TASK 1:
According to the post on the LGL Consultant Network, what are the two primary reasons nonprofits hire a consultant?

GIVEN PASSAGE:
[Begin]

Don't be left in the dark.

Little Green Light is a cloud-based donor management system for fundraisers.
Subscribe to get our latest product updates, best practices and tips to grow your nonprofit.

Consultants to the rescue!

Posted November 19, 2020 by Teri Bicknell

Consultants to the rescue

 

As you may have seen in our article earlier this month, Little Green Light provides a number of free resources to help customers succeed in using LGL effectively. But what if you have a significant issue or project that you think would be best handled by an LGL expert? Then investing in a consultant can be a great way to bring your organization, and your donor database, to the next level. The LGL Consultant Network provides a ready supply of consultants who have experience working with nonprofits and their data. (For clarification, the consultants in this network are not LGL employees or contractors; they are independent consultants.)

When should you seek out a consultant?

There are two primary reasons why nonprofits choose to hire a consultant:

  1. To gain expertise
  2. To save time

Below are some examples of each.

Gaining expertise

  • What’s the best way to set up my LGL account? We get this question all the time, and while we are very happy to explain how LGL intends for customers to use the various fields for tracking constituents and gifts, we are not able to spend the time necessary to craft a custom answer based on each customer’s unique needs and situation. There is often more than one possible answer, and a consultant can help you work through the pros and cons of the options and assist you in choosing the best solution for your organization.
  • How does a particular feature work? Most customers can manage most features in LGL on their own, but sometimes you have a complex need that a consultant can help you with. For example, you might have a complex spreadsheet that you generate in another system on a monthly basis and you want to streamline the process of getting that data to sync with LGL. Or you might have an event coming up and along with it a complex registration form that you want to map to your LGL account.

Saving time

  • Migrating data from your old system into LGL. This is one of the most common uses of the LGL Consultant Network. Most customers can learn how to migrate even complex databases into LGL, using a combination of our help articles, help videos, and direct support. But there’s a learning curve, and if you have years worth of complex data to migrate there are lots of decisions to be made about how to store that data in LGL. A consultant can greatly speed up the time it takes you to get up and running in LGL.
  • Customized workflow documentation and training. LGL provides an excellent Basic Training webinar series to help you get up to speed on using the system. But sometimes nonprofits are looking for customized help in nailing down their internal processes and getting employees trained on how to handle specific workflows. This is another great time to call on a consultant.

To add some context and concrete examples to this post, we asked a couple of the leading consultants in the LGL Consultant Network, Rick Eaton and Carrie Grote, to share their thoughts on a few questions.

[End]

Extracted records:
[Begin]

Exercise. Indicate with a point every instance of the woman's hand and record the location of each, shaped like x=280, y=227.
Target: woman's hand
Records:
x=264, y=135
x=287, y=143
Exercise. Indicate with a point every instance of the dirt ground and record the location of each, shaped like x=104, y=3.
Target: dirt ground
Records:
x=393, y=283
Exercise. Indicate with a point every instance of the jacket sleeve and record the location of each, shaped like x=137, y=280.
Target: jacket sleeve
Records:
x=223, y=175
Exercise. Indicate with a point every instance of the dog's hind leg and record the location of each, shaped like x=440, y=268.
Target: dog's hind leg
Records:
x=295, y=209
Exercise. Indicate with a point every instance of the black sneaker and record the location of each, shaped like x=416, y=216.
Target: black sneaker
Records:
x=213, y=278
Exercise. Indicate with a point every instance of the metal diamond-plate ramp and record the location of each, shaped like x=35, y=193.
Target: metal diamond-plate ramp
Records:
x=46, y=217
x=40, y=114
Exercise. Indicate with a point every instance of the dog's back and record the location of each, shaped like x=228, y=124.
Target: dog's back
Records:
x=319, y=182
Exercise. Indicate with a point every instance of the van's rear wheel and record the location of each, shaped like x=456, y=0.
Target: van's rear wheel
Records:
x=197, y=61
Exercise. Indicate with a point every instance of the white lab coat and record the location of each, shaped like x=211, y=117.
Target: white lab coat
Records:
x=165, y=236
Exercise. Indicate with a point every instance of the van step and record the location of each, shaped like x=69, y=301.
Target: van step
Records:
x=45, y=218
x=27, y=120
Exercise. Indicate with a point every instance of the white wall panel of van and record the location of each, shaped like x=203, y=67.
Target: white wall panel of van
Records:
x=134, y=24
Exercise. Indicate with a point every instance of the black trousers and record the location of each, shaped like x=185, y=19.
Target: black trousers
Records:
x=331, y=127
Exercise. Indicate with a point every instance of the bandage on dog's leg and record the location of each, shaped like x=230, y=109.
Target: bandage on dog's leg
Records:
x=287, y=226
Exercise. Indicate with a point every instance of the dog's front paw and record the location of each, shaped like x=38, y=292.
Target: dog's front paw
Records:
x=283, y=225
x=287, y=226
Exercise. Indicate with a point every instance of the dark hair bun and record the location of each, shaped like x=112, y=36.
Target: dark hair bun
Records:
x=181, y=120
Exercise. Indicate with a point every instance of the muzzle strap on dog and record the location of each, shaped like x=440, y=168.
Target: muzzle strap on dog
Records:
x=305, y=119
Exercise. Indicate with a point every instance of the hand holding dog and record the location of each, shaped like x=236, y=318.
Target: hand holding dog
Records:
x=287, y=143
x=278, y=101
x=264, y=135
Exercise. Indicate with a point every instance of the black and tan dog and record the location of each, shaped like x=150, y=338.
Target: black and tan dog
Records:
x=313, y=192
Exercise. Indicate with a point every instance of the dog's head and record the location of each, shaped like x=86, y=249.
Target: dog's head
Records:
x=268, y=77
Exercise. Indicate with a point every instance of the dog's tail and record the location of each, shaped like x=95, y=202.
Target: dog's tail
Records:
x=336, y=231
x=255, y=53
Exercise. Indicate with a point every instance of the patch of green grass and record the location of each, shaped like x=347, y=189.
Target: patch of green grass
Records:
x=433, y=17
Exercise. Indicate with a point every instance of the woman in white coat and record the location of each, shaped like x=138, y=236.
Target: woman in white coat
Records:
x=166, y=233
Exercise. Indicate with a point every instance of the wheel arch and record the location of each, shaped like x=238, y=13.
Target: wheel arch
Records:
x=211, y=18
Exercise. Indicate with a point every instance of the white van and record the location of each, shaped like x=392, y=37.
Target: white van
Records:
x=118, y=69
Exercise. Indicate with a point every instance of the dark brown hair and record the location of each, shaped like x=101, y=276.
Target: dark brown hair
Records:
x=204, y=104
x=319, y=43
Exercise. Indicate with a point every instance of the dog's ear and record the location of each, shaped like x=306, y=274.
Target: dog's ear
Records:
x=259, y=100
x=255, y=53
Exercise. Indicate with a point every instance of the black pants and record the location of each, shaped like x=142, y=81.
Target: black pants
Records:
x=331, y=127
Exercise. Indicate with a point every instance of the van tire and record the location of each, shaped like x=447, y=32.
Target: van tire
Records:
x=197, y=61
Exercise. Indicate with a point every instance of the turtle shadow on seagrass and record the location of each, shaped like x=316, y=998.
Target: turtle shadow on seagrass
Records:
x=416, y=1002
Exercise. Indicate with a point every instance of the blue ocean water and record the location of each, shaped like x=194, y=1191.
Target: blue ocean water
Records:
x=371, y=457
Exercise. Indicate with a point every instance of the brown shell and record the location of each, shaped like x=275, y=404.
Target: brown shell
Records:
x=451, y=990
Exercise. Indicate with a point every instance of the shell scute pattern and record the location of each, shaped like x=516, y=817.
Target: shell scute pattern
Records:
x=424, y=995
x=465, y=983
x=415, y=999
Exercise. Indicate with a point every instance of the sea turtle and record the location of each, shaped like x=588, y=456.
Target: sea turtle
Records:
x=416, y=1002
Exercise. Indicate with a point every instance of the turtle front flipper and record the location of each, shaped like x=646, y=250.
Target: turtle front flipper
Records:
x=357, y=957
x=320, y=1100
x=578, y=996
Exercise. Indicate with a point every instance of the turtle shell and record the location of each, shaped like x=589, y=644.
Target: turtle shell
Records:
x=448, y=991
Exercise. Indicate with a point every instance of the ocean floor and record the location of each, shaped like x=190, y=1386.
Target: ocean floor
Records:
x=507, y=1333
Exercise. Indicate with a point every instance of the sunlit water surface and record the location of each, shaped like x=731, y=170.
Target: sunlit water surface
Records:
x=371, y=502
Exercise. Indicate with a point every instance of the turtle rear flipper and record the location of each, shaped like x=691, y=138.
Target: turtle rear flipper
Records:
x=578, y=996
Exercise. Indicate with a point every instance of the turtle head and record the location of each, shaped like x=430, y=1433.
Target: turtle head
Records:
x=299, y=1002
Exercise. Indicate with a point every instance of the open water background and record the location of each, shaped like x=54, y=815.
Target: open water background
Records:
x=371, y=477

[End]

TASK 2:
Count the lines of the records above that contain the string "hair", and give only that number.

RIGHT ANSWER 1:
To gain expertise and to save time.

RIGHT ANSWER 2:
4